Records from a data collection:
=-=-=-=-=
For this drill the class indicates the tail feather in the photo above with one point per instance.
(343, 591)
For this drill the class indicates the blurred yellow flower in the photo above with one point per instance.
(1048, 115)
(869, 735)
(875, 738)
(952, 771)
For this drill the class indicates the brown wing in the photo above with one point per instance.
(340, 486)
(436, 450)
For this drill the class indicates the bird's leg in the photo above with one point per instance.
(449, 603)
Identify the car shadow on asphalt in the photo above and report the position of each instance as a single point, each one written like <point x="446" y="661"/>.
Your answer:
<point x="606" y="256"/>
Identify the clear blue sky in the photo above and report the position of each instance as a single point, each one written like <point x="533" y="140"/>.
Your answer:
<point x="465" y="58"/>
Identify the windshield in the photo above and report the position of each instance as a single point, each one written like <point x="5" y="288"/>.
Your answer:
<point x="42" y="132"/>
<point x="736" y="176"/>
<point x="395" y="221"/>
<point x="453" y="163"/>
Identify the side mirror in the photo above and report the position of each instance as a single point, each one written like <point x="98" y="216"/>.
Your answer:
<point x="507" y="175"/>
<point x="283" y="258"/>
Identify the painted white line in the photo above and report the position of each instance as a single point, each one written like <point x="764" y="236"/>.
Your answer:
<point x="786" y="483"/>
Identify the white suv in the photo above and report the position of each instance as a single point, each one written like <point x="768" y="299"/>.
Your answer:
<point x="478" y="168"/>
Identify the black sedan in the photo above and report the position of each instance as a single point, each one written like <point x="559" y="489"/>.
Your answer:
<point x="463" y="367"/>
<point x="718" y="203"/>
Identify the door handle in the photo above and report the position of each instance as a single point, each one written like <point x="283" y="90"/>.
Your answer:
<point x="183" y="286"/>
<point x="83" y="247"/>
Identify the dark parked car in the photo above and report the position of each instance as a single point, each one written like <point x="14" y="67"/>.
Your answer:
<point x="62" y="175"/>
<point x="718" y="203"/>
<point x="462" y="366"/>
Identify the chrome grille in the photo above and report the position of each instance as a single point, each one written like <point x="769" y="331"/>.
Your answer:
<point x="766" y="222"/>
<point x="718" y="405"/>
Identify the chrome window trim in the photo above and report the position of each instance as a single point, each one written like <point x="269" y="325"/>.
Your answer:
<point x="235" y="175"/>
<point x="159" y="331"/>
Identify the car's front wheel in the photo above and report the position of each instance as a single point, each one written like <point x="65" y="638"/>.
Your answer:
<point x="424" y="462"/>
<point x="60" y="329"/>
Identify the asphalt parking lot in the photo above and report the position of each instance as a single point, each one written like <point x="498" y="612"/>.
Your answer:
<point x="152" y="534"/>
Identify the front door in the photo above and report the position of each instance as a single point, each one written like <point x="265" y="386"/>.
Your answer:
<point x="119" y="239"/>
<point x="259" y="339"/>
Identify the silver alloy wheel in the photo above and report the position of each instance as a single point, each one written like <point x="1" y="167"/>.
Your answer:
=-=-=-=-=
Assignment: Only the lines above from the one with "Identify the clear" through the one with "Identify the windshield" should be duplicated, character for character.

Solution for this problem:
Identify the clear blue sky in the photo above and report the position of each instance as a single point, each one written like <point x="533" y="140"/>.
Your answer:
<point x="465" y="58"/>
Identify the windshield in the photo above and report the position of each instance as a single point, each one written like <point x="5" y="288"/>.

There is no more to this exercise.